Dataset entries
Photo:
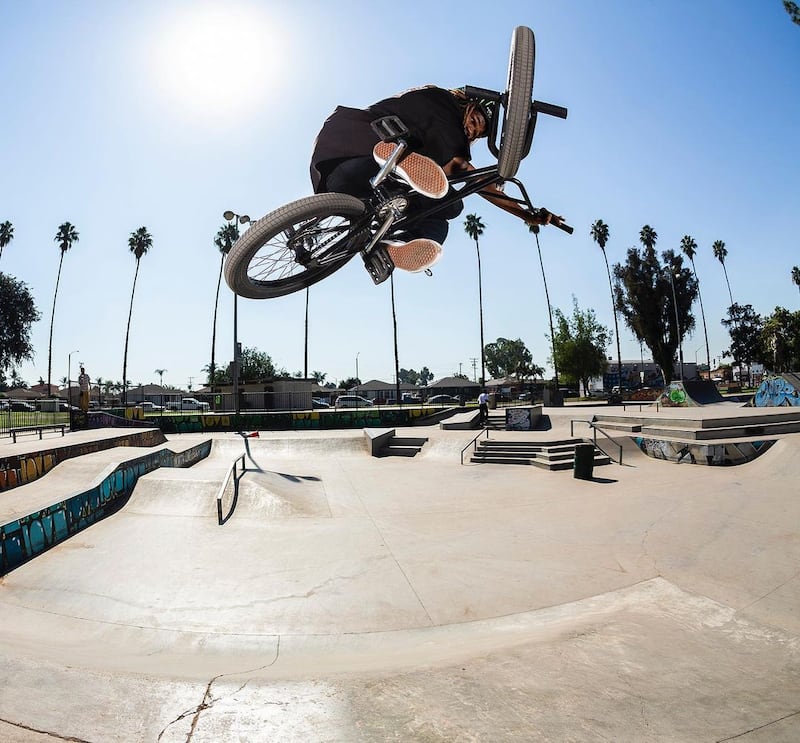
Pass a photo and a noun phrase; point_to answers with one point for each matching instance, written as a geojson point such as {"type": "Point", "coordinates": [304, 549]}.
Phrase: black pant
{"type": "Point", "coordinates": [352, 176]}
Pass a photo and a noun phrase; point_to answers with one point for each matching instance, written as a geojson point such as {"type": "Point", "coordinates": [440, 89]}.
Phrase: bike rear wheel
{"type": "Point", "coordinates": [294, 246]}
{"type": "Point", "coordinates": [517, 110]}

DIRECTIONS
Without the pictures, please output every record exactly.

THE COMPLETED TASK
Photo:
Pass a photo and a noun phrase; point_to answers with one point for each matching instance, written as a geojson point such as {"type": "Point", "coordinates": [304, 549]}.
Phrase: black pant
{"type": "Point", "coordinates": [352, 176]}
Pass a photo and a noun phrase; point_to answers with one point for each matching instance, written as a geojson point such as {"type": "Point", "coordinates": [440, 89]}.
Phrase: bike rear wheel
{"type": "Point", "coordinates": [294, 246]}
{"type": "Point", "coordinates": [517, 110]}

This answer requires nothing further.